*Task details*
Please repeat each of the records below word for word, in the same order.

Records:
** Start **

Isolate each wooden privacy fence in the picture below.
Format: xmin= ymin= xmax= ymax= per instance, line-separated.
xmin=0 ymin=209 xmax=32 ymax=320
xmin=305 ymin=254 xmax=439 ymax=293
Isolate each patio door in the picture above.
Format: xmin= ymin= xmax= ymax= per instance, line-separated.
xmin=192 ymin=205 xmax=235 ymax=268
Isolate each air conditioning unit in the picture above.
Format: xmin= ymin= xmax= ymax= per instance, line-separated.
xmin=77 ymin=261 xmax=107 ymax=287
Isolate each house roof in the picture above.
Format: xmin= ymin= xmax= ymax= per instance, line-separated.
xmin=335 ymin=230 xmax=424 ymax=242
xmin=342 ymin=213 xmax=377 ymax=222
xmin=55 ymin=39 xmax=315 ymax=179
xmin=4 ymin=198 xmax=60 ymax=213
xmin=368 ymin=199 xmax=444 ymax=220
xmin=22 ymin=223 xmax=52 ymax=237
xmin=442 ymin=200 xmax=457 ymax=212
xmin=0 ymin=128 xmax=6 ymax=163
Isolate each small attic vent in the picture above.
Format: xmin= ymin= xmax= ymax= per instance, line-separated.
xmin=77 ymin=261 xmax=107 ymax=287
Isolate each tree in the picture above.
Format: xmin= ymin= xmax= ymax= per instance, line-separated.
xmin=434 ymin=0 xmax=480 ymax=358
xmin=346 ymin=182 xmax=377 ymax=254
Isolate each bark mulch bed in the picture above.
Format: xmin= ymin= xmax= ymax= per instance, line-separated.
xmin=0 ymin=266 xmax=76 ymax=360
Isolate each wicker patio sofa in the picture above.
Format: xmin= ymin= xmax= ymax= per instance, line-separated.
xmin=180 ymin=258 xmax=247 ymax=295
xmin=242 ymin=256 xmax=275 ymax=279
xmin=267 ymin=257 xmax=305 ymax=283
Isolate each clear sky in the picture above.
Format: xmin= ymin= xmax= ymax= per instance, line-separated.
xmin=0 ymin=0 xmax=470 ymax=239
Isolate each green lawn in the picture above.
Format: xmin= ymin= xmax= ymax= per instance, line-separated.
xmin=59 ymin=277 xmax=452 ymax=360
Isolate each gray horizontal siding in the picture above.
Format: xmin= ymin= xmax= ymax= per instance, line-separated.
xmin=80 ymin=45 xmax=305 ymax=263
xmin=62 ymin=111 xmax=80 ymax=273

** End **

*Solution to the problem*
Isolate each wooden privacy fence in the picture below.
Format: xmin= ymin= xmax= ymax= per instance, line-separated.
xmin=0 ymin=209 xmax=32 ymax=320
xmin=305 ymin=254 xmax=439 ymax=293
Isolate each patio door in the picture above.
Format: xmin= ymin= xmax= ymax= per instance, line-separated.
xmin=192 ymin=205 xmax=235 ymax=268
Isolate each air conditioning unit in the picture above.
Format: xmin= ymin= xmax= ymax= per instance, line-separated.
xmin=77 ymin=261 xmax=107 ymax=287
Isolate each house roof in the picture above.
Format: xmin= ymin= xmax= ymax= per instance, line-separated.
xmin=335 ymin=230 xmax=424 ymax=242
xmin=342 ymin=213 xmax=377 ymax=222
xmin=55 ymin=39 xmax=315 ymax=179
xmin=4 ymin=198 xmax=60 ymax=213
xmin=368 ymin=199 xmax=444 ymax=220
xmin=22 ymin=223 xmax=52 ymax=237
xmin=442 ymin=200 xmax=457 ymax=212
xmin=0 ymin=128 xmax=6 ymax=163
Isolate each small attic vent in the picture above.
Format: xmin= ymin= xmax= ymax= per instance, line-separated.
xmin=77 ymin=261 xmax=107 ymax=287
Isolate each tree in the picture above.
Format: xmin= ymin= xmax= ymax= per instance, line-separated.
xmin=434 ymin=0 xmax=480 ymax=358
xmin=346 ymin=182 xmax=377 ymax=254
Isolate each bark mulch bed in the picture above.
Format: xmin= ymin= xmax= ymax= per instance, line-separated.
xmin=0 ymin=266 xmax=76 ymax=360
Isolate each wicker patio sofa in the picture above.
Format: xmin= ymin= xmax= ymax= per instance, line-separated.
xmin=180 ymin=258 xmax=247 ymax=295
xmin=242 ymin=256 xmax=275 ymax=279
xmin=267 ymin=257 xmax=305 ymax=283
Isolate each clear sky in the picture above.
Format: xmin= ymin= xmax= ymax= per instance, line-separated.
xmin=0 ymin=0 xmax=470 ymax=239
Isolate each green lawn in the picture above.
Format: xmin= ymin= xmax= ymax= per instance, line-separated.
xmin=59 ymin=277 xmax=452 ymax=360
Isolate each gray horizontal siding in the picture above.
Format: xmin= ymin= xmax= ymax= per instance, line-separated.
xmin=80 ymin=45 xmax=305 ymax=263
xmin=62 ymin=111 xmax=80 ymax=273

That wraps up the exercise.